- _Extract_
● ● ● ● ● ● ●

Oracle denied on Friday a media report that it was delaying OpenAI-related data centers, following investor worries over its debt-fueled AI infrastructure buildout.
Bloomberg News had earlier in the day reported that Oracle had pushed back the completion dates for some data centers it is developing for OpenAI to 2028, a year later than planned, due to labor and material shortages.
"There have been no delays to any sites required to meet our contractual commitments, and all milestones remain on track," Oracle spokesperson Michael Egbert told Reuters in an emailed statement.
"We remain fully aligned with OpenAI and confident in our ability to execute against both our contractual commitments and future expansion plans," Egbert added.
Shares of Oracle, which had fallen 3.6 per cent following the report, pared some losses to be down by 2.8 per cent in afternoon trading. Other AI-related shares also tumbled, with chip giant Nvidia, Advanced Micro Devices, Micron and Arm Holdings down between 2 per cent and 4.5 per cent.
The Bloomberg report came a day after Oracle logged its biggest stock drop since late January, following earnings that showed rising spending and a weak outlook for a company that is increasingly reliant on OpenAI.

● ● ● ● ● ● ●

- _Records_
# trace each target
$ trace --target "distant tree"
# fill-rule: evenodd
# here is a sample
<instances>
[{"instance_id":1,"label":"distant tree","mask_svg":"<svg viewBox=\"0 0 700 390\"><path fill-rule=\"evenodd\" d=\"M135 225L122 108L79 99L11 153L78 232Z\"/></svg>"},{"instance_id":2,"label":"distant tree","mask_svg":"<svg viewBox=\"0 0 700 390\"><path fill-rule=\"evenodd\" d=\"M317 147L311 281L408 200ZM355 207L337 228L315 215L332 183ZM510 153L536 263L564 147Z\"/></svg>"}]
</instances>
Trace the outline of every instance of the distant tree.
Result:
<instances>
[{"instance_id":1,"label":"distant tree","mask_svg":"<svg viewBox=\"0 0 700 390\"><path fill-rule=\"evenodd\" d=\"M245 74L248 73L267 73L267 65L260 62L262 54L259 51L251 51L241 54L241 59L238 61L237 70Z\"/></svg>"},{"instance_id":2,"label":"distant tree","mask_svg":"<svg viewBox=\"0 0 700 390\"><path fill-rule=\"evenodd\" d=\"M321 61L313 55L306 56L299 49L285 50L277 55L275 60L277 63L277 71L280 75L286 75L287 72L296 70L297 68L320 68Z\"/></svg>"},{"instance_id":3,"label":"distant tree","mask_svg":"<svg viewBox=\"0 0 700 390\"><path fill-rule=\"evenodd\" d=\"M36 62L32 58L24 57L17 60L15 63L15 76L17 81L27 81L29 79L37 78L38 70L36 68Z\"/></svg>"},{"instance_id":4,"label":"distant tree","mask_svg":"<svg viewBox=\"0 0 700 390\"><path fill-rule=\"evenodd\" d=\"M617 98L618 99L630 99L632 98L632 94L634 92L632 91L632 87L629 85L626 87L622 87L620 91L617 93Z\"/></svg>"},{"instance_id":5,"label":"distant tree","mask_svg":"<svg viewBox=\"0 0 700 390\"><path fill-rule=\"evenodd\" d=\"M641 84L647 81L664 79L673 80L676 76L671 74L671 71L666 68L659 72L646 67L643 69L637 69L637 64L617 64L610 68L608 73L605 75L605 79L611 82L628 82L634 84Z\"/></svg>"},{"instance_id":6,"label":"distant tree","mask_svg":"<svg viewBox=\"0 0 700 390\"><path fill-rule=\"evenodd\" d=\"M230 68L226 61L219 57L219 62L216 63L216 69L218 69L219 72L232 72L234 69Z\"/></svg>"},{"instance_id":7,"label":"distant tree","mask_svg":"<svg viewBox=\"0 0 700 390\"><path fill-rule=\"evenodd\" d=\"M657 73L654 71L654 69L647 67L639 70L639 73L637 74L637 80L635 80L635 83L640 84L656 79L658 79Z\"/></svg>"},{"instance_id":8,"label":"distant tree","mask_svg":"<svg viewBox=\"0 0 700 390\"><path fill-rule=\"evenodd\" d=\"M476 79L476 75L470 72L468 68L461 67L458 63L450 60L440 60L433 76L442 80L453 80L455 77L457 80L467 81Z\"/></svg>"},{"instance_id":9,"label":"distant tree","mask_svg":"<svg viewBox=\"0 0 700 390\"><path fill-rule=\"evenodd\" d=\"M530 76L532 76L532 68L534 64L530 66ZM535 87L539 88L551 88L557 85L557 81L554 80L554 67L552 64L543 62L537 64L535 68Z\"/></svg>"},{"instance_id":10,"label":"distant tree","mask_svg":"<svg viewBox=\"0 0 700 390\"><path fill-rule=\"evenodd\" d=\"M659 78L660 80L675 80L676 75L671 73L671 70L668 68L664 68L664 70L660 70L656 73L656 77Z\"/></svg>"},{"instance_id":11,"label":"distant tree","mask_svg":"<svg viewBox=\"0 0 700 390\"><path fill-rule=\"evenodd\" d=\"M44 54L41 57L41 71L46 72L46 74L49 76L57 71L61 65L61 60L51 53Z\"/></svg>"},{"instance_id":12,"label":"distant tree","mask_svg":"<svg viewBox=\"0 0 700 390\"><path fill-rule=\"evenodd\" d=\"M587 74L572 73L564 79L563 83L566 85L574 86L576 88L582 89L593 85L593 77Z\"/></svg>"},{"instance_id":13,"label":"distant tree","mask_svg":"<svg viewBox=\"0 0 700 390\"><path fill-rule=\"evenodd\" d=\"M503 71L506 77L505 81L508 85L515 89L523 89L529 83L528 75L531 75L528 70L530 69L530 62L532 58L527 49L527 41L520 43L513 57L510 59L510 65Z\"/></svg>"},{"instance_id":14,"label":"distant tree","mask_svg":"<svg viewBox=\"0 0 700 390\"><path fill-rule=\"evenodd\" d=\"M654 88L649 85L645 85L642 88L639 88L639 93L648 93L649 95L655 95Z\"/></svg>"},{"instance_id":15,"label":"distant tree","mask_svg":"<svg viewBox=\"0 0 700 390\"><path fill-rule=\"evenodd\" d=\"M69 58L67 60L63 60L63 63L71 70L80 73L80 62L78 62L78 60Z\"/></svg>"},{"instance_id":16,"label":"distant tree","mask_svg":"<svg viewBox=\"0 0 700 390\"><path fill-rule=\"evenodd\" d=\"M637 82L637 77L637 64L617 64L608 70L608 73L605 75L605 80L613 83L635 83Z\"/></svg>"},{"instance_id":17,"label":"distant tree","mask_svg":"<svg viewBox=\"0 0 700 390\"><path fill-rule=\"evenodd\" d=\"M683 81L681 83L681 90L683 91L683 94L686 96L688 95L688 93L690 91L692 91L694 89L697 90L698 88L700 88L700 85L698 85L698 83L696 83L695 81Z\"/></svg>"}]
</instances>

● ● ● ● ● ● ●

- _Required work_
1. Answer these questions about the Oracle news item:
(a) According to Bloomberg, to what year were some data center completion dates pushed back?
(b) What is the name of the Oracle spokesperson quoted?
(c) How far down were Oracle shares in afternoon trading?
2. In the Oracle news item, retype the part that opens with the words containing "Bloomberg News had" and closes with "and material shortages.".

- _Results of the tasks_
1.
(a) 2028
(b) Michael Egbert
(c) 2.8 percent

2.
Bloomberg News had earlier in the day reported that Oracle had pushed back the completion dates for some data centers it is developing for OpenAI to 2028, a year later than planned, due to labor and material shortages.